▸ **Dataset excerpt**
----------------
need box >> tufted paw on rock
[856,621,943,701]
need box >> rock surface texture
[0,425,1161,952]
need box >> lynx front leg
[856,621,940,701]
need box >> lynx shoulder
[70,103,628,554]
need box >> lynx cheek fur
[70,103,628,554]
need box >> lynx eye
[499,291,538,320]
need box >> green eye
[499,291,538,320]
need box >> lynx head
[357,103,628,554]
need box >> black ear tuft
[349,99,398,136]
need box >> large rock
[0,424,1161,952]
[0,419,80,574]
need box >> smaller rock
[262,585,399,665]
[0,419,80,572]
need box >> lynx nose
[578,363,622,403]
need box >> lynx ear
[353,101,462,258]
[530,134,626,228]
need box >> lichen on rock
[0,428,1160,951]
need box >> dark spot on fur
----------------
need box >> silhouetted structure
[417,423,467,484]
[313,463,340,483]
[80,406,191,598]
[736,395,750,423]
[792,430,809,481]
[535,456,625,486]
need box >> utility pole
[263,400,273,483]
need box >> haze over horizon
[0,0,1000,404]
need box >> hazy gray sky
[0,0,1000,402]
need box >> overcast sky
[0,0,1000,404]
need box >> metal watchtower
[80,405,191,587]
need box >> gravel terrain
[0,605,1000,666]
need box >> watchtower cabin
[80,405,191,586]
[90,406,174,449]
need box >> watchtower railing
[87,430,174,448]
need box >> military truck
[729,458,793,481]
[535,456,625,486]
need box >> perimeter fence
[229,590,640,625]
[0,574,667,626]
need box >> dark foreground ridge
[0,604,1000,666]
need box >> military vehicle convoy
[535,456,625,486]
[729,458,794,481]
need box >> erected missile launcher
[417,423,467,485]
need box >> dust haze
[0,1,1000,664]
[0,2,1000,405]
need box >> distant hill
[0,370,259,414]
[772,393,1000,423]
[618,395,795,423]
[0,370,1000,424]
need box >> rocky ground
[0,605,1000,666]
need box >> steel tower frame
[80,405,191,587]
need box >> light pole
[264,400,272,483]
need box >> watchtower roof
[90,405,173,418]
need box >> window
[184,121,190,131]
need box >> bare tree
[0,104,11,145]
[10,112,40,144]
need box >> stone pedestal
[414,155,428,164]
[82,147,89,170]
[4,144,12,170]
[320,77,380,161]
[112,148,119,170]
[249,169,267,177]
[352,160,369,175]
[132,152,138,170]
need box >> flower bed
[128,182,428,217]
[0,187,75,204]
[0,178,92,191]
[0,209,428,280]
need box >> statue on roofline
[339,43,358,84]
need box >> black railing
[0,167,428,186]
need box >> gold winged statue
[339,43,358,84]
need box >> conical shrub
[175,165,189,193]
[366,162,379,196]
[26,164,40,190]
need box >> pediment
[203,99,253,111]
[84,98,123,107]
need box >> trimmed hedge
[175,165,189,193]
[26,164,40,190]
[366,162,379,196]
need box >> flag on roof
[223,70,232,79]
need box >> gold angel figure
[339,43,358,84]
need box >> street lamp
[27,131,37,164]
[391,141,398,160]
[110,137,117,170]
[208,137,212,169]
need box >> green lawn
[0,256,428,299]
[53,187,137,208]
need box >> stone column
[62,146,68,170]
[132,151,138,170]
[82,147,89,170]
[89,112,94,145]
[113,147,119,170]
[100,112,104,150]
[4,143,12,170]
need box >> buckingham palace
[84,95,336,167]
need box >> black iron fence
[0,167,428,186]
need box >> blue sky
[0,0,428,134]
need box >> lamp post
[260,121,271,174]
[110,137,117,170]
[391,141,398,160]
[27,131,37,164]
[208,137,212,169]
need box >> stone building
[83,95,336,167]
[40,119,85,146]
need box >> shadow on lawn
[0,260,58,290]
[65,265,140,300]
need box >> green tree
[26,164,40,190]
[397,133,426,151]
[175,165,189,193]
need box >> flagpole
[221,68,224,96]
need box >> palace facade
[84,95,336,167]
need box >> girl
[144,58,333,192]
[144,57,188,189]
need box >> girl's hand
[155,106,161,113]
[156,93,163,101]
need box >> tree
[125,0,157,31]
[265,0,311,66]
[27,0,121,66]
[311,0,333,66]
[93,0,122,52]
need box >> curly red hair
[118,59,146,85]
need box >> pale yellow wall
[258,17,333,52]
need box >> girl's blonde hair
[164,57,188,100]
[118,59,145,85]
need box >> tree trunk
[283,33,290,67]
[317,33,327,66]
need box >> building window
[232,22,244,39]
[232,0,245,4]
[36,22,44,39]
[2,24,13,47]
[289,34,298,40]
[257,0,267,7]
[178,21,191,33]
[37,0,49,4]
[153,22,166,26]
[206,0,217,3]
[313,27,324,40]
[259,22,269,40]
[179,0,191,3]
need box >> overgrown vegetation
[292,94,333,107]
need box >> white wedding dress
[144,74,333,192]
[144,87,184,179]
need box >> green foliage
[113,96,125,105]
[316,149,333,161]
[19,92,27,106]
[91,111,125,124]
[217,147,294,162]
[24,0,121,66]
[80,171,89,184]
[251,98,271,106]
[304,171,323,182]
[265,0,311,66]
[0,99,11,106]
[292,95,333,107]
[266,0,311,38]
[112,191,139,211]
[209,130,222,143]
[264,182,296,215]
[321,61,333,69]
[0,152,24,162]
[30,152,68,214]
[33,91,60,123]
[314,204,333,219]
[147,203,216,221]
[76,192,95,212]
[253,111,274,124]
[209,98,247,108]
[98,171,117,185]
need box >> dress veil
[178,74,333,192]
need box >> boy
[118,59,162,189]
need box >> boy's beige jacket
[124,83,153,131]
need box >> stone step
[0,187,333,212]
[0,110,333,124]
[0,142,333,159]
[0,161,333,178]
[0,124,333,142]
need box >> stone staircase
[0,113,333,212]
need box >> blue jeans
----------------
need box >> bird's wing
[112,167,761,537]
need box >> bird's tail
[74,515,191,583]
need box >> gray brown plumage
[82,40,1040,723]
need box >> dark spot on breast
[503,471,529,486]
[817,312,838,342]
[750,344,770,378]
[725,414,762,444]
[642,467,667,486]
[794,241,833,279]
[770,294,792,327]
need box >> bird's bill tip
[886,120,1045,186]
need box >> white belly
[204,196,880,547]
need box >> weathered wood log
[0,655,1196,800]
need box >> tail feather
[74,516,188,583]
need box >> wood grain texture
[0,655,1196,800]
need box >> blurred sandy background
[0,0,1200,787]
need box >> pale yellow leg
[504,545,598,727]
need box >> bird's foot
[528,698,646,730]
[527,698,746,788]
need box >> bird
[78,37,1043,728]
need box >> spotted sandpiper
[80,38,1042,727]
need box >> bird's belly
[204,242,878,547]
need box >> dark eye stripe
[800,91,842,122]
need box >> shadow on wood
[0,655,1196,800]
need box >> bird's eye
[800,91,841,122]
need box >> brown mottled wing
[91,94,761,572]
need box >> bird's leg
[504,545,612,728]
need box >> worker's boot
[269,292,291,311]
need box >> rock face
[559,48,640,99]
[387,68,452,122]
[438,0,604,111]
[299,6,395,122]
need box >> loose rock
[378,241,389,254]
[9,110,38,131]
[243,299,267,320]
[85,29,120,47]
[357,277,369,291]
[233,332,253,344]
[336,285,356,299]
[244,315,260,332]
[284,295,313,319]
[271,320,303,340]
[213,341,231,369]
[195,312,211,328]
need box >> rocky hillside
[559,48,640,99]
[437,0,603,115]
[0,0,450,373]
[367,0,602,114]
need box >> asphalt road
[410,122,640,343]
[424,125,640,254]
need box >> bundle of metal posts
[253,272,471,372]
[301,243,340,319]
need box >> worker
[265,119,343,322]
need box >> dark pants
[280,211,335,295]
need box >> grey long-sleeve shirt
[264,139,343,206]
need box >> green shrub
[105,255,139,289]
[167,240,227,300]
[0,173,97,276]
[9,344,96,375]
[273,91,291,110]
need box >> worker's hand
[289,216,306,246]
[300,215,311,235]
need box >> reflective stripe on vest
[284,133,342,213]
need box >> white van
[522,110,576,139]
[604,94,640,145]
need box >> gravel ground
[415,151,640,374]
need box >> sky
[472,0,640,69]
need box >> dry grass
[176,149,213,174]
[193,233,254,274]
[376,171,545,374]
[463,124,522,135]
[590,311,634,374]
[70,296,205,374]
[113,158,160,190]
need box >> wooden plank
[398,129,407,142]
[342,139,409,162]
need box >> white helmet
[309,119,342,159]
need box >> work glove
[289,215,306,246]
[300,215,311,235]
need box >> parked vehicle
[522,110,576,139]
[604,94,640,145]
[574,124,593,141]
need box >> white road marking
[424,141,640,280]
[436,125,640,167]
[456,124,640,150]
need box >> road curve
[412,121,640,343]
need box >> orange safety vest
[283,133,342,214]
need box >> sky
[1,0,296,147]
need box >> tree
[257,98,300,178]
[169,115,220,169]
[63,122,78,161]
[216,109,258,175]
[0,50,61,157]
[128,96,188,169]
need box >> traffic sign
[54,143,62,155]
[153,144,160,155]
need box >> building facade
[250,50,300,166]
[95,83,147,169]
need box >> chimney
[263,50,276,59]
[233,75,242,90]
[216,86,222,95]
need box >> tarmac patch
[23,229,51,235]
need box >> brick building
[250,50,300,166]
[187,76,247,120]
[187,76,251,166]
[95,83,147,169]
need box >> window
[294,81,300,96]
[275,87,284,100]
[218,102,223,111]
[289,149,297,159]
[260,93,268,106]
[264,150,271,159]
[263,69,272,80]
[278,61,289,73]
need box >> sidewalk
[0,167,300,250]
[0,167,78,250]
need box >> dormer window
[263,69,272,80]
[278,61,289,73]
----------------
▸ **Task instructions**
Retype the lines above from the line with "need box >> reflective stripe on vest" up to and including the line with "[23,229,51,235]", copying each one exactly.

▸ **Response to the exercise**
need box >> reflective stripe on vest
[284,133,342,213]
need box >> white van
[522,110,576,139]
[604,94,640,145]
need box >> gravel ground
[415,151,640,374]
need box >> sky
[472,0,640,69]
need box >> dry grass
[176,149,213,174]
[193,233,254,274]
[376,171,545,374]
[463,124,522,135]
[590,311,634,374]
[70,296,205,374]
[113,158,160,190]
need box >> wooden plank
[398,129,407,142]
[342,139,409,162]
need box >> white helmet
[309,119,342,159]
need box >> work glove
[289,215,306,246]
[300,215,311,235]
need box >> parked vehicle
[522,110,576,139]
[604,94,640,145]
[574,124,593,141]
need box >> white road marking
[424,141,640,280]
[436,125,640,167]
[456,124,640,150]
need box >> road curve
[412,121,640,343]
need box >> orange safety vest
[283,133,342,214]
need box >> sky
[1,0,296,147]
need box >> tree
[257,98,300,178]
[169,115,220,169]
[63,122,78,161]
[216,109,258,175]
[0,50,61,157]
[128,96,188,169]
need box >> traffic sign
[54,143,62,155]
[153,144,160,155]
need box >> building facade
[250,50,300,166]
[95,83,147,169]
need box >> chimney
[263,50,276,59]
[233,75,242,90]
[216,86,222,95]
need box >> tarmac patch
[23,229,51,235]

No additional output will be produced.